=== Task goal ===
Retype the lines from the one containing "Can you tell me where the ceramic" up to and including the one containing "570,167 -> 608,209", without changing anything.

=== Supplied entries ===
***
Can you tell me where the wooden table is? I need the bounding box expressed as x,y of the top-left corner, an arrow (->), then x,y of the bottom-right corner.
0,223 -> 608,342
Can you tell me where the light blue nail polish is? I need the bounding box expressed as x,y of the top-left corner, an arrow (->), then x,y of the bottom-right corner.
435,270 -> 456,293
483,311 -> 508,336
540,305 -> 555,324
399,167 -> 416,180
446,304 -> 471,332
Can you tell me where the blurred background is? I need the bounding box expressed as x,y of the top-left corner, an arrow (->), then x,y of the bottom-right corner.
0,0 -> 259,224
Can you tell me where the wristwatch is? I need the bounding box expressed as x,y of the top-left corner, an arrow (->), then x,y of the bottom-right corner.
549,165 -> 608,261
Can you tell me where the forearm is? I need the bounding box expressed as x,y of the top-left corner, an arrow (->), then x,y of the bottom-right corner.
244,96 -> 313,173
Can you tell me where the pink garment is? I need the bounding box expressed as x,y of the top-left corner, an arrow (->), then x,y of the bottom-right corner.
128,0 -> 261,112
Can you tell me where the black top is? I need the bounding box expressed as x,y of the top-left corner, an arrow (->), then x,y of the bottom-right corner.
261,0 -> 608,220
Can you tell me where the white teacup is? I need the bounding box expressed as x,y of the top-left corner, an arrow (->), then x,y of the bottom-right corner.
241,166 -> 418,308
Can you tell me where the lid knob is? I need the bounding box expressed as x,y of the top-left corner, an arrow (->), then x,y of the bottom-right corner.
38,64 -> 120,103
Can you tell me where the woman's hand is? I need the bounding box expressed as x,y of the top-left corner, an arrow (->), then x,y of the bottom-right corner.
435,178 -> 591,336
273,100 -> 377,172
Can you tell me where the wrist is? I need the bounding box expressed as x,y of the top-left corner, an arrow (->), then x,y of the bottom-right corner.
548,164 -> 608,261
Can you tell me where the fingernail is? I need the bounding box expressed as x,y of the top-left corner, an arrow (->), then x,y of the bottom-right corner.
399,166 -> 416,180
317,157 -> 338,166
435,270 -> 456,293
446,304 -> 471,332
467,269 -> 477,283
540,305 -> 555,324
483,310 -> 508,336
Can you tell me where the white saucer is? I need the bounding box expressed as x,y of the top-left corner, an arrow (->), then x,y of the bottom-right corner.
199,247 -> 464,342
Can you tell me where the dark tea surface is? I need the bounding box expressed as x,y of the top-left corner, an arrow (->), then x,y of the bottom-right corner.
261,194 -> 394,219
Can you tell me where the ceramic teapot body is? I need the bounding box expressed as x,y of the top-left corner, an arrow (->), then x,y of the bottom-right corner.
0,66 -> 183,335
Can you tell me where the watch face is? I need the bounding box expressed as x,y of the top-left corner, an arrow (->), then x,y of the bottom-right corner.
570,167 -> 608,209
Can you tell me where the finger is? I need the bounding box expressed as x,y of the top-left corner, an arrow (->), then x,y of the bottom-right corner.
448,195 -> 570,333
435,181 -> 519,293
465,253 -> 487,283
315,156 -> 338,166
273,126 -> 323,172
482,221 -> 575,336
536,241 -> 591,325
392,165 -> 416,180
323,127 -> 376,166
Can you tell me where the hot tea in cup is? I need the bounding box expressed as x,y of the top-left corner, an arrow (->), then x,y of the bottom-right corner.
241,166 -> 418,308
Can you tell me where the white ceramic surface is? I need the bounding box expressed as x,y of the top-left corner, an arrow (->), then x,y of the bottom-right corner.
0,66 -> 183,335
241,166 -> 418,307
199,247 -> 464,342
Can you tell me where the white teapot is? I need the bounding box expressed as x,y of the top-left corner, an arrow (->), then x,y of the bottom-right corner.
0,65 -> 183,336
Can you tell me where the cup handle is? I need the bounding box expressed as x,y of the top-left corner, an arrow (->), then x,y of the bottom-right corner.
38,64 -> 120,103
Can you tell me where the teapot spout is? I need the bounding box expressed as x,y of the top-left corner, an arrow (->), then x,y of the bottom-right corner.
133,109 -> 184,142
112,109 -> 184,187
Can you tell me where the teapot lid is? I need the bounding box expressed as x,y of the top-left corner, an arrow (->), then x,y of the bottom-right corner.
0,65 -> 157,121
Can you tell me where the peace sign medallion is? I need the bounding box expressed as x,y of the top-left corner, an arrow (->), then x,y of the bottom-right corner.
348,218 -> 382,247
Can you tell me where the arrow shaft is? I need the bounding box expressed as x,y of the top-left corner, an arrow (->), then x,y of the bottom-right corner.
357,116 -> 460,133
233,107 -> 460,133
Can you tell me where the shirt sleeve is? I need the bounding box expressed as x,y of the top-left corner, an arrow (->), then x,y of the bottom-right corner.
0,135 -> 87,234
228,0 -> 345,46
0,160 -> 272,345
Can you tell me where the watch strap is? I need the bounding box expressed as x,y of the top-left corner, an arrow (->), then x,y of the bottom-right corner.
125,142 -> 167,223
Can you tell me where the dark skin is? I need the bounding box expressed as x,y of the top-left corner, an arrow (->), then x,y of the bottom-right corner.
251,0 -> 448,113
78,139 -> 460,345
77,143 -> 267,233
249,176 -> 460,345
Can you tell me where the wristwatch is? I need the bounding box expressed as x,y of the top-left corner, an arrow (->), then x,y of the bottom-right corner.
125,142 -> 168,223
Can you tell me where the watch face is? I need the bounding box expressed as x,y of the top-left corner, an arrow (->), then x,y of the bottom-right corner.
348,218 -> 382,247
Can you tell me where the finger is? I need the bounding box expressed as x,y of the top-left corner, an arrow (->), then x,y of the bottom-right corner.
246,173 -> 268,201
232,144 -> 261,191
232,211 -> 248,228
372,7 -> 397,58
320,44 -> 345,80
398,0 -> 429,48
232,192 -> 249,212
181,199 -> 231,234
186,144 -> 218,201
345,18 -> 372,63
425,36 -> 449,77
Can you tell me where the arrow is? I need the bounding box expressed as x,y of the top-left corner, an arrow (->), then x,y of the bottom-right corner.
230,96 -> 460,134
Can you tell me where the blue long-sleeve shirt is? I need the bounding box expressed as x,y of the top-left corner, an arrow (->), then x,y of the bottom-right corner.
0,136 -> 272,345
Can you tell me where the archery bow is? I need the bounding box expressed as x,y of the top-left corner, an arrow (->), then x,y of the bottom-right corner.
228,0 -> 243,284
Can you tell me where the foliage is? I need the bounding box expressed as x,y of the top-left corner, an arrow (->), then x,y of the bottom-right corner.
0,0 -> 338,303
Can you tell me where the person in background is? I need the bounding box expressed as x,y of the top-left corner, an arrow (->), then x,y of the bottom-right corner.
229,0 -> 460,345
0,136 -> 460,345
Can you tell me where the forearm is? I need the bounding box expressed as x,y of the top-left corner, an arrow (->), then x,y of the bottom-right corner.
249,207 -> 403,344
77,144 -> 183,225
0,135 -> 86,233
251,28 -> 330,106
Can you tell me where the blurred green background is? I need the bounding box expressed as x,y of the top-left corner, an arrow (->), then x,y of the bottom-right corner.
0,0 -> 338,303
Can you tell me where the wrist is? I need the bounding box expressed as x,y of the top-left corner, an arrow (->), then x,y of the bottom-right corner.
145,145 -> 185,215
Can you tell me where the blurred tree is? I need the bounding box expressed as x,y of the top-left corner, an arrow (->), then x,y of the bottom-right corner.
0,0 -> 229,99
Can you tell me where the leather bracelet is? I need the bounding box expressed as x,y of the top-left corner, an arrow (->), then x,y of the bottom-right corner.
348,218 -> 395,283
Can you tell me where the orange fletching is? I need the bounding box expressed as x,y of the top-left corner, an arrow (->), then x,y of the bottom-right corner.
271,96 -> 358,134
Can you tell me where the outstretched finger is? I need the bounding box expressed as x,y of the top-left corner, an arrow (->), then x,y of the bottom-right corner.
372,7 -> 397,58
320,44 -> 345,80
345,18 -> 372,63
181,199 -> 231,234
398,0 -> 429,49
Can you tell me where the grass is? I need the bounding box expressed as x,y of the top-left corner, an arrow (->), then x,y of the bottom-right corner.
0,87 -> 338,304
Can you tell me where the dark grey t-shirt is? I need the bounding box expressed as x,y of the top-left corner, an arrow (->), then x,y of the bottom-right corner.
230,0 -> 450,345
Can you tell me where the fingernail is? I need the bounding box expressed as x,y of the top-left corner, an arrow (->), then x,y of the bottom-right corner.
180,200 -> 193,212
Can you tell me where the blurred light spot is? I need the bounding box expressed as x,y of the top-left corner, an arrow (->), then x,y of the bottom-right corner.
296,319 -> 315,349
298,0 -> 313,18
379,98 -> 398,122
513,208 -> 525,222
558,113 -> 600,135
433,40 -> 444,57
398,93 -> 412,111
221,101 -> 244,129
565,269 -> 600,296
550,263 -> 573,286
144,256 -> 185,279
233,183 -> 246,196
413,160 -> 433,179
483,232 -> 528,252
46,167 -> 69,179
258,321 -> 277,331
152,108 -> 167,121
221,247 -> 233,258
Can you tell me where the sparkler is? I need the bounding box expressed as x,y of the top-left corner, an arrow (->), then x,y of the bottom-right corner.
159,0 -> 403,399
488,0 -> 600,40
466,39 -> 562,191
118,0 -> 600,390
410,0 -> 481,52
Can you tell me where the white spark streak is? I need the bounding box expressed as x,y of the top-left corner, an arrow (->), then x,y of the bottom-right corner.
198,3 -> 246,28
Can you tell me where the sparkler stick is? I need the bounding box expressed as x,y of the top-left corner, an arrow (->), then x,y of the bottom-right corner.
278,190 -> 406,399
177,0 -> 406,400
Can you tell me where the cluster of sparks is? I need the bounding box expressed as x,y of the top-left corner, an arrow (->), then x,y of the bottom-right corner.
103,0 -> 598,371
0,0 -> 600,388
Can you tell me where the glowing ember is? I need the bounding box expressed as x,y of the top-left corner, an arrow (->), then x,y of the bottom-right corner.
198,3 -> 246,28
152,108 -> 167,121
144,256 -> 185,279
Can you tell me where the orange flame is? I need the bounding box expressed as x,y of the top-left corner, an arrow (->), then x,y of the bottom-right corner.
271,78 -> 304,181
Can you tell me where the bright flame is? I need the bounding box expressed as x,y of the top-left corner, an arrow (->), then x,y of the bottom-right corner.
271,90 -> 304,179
***
=== Result of the task ===
Can you tell me where the ceramic teapot body is? I need the bounding box expressed as x,y of the top-left corner, an arrow (->), then x,y of the bottom-right corner.
0,66 -> 183,335
Can you tell me where the watch face is? I need the bounding box expressed as x,y of the top-left corner, an arrow (->), then x,y of the bottom-right corner.
570,167 -> 608,209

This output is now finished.